[Point-per-instance localization data]
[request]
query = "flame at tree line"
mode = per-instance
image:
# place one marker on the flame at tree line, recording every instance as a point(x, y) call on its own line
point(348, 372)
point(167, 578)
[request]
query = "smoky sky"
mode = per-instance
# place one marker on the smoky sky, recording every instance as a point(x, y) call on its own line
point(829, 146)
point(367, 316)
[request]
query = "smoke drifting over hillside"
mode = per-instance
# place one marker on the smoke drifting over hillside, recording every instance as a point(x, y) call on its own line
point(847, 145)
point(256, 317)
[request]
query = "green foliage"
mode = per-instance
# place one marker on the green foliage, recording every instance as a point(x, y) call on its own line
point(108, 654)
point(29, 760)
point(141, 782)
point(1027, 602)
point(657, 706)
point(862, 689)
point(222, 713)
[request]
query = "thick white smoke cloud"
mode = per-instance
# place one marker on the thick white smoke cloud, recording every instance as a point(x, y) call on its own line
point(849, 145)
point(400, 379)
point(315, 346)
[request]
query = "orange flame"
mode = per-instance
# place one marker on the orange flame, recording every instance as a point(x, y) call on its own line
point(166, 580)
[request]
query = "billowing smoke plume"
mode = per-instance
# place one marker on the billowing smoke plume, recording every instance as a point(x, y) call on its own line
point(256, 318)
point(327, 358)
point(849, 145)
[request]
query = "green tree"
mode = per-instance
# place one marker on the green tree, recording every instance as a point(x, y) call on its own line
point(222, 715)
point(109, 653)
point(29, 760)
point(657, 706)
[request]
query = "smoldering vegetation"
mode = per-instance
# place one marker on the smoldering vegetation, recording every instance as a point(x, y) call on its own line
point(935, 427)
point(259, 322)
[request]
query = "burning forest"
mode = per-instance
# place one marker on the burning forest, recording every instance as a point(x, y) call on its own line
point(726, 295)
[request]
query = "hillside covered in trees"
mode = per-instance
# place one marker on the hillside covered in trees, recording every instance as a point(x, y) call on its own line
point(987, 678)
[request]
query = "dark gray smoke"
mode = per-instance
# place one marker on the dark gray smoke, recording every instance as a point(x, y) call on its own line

→ EXERCISE: Above are the entries; copy every line among them that contains the word "gray".

→ YOUR RESPONSE:
query = "dark gray smoke"
# place one marker on the dark gray smoke, recording every instance as a point(x, y) call on its own line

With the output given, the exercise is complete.